* _WHAT TO DO_:
1 – In the tobacco antibody story, what was inserted into the tobacco plant before rabies antibodies were found in its extract?
2 – Retype the tobacco antibody story, starting with "That's not terribly" and going on through "become more scarce.".

* _DOCUMENT SEGMENT_:
**********

Makarand writes "The tobaccco plant has been genetically engineered to produce rabies antibodies. After the DNA coding for the human antibody against rabies was inserted into the plant, rabies antibodies were found in the plant extract. These antibodies were effective in binding to and neutralising the rabies virus in animal tests with no adverse or allergic reactions."

4 of 47 comments (clear)

  1. No surprise by crow · · Score: 3, Interesting

    That's not terribly surprising. I heard years ago that tobacco is one of the easiest plants to genetically alter. That's god news for the growers as their traditional customers become more scarce.

  2. Adverse events by Boglin · · Score: 4, Interesting
    "with no adverse or allergic reactions."
    A good friend of mine did some consulting work on a computer system for a certain multi-national pharmaceutical manufacturer. His tales of what went on there are some of the most depressingly humorous stories I have ever heard (with all the sides (patients, politicians, managers, the FDA, animal rights activists, doctors, researchers) commiting their fair share of the stupidity). What brought this to mind is when he told me about the FDA's requirement that they track all the adverse events caused by the medication, such as headache or dizzyness. The funny part is that Death is not considered an adverse reaction. Death is a natural occurance, and patients who die while testing your medication aren't worth keeping track of.
  3. And corn, and other edibles by Katravax · · Score: 3, Interesting

    Sure, everyone jokes about smoking and tobacco on this story, but they're using corn and other edible crops as well. I don't give a damn how careful they are with the crops, they will not be able to remove all chance that the altered plants will propagate outside the "controlled" crop areas.

**********

Saved data entries:
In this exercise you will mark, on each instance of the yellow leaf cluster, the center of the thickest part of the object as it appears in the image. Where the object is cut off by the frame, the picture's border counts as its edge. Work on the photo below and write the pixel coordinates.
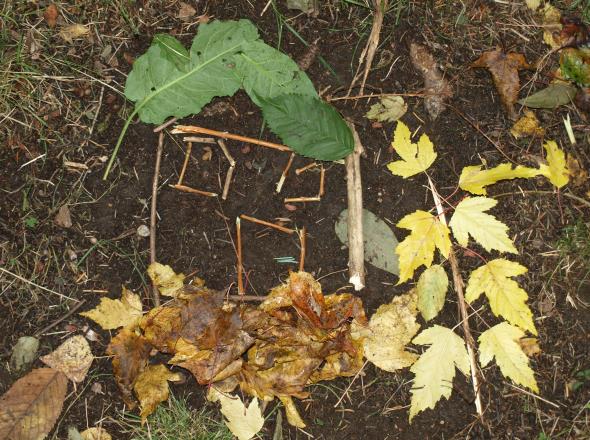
(416, 158)
(435, 369)
(506, 298)
(502, 342)
(470, 219)
(428, 233)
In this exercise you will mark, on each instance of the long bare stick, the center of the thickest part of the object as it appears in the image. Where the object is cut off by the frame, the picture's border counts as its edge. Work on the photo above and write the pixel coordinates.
(270, 225)
(153, 213)
(239, 252)
(356, 246)
(458, 283)
(184, 129)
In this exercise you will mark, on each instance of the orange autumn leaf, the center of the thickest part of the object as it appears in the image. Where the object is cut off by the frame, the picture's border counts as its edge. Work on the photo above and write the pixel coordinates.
(504, 69)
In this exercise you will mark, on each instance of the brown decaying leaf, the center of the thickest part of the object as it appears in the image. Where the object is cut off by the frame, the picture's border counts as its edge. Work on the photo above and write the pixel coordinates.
(29, 409)
(130, 353)
(504, 70)
(50, 15)
(578, 175)
(151, 387)
(73, 358)
(96, 433)
(436, 87)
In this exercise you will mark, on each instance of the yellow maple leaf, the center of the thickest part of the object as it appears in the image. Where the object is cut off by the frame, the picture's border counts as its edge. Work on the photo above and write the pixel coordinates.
(165, 279)
(114, 313)
(474, 179)
(506, 298)
(470, 218)
(502, 342)
(416, 158)
(390, 329)
(428, 233)
(556, 168)
(151, 387)
(244, 422)
(435, 369)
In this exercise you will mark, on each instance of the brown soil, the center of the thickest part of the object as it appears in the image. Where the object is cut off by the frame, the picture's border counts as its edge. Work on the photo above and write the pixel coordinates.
(102, 250)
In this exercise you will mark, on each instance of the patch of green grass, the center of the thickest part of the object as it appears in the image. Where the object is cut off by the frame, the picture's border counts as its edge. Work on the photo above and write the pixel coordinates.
(175, 420)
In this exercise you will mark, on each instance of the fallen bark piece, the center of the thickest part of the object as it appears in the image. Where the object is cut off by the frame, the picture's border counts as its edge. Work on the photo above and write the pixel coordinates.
(436, 87)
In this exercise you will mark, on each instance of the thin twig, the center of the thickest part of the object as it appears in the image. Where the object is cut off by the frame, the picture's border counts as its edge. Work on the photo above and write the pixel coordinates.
(458, 283)
(153, 213)
(18, 277)
(270, 225)
(184, 129)
(284, 173)
(187, 156)
(193, 190)
(306, 167)
(322, 179)
(228, 177)
(166, 124)
(64, 317)
(302, 241)
(302, 199)
(239, 252)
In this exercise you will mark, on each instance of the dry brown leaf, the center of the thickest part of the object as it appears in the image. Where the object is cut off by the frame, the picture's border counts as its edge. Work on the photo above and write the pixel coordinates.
(73, 32)
(504, 70)
(436, 87)
(151, 387)
(29, 409)
(63, 218)
(528, 125)
(114, 313)
(130, 353)
(165, 279)
(73, 358)
(530, 346)
(96, 433)
(390, 329)
(50, 15)
(578, 175)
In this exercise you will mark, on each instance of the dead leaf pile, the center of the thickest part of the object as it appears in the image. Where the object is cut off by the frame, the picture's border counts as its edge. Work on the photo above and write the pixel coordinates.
(297, 336)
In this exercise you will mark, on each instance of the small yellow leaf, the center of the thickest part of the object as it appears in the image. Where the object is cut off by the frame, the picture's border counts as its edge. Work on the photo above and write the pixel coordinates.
(114, 313)
(73, 358)
(165, 279)
(243, 422)
(390, 329)
(151, 387)
(435, 369)
(428, 233)
(416, 158)
(556, 169)
(506, 298)
(528, 125)
(293, 416)
(432, 288)
(501, 342)
(95, 434)
(73, 31)
(470, 218)
(474, 179)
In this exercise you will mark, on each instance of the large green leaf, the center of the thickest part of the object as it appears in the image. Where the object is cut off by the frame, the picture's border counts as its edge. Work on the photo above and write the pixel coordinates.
(308, 125)
(168, 81)
(268, 73)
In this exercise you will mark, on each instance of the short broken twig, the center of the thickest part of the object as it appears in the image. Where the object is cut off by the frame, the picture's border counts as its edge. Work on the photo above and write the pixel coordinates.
(284, 173)
(187, 156)
(184, 129)
(270, 225)
(153, 213)
(193, 190)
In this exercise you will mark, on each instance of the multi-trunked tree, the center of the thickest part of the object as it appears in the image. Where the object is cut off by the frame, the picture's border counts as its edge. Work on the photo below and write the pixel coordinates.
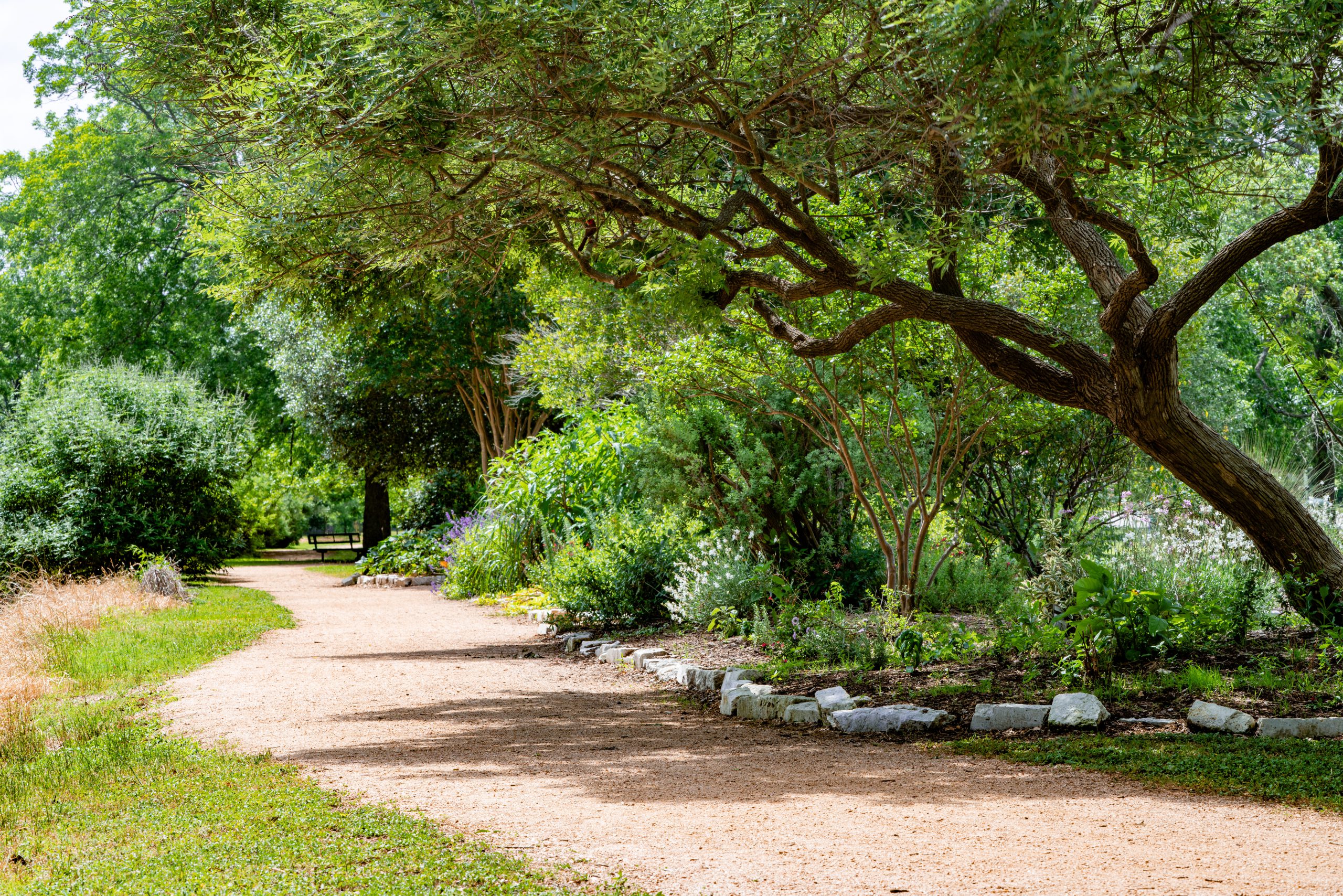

**********

* _RESULTS OF THE TASKS_:
1 – The DNA coding for the human antibody against rabies.

2 –
That's not terribly surprising. I heard years ago that tobacco is one of the easiest plants to genetically alter. That's god news for the growers as their traditional customers become more scarce.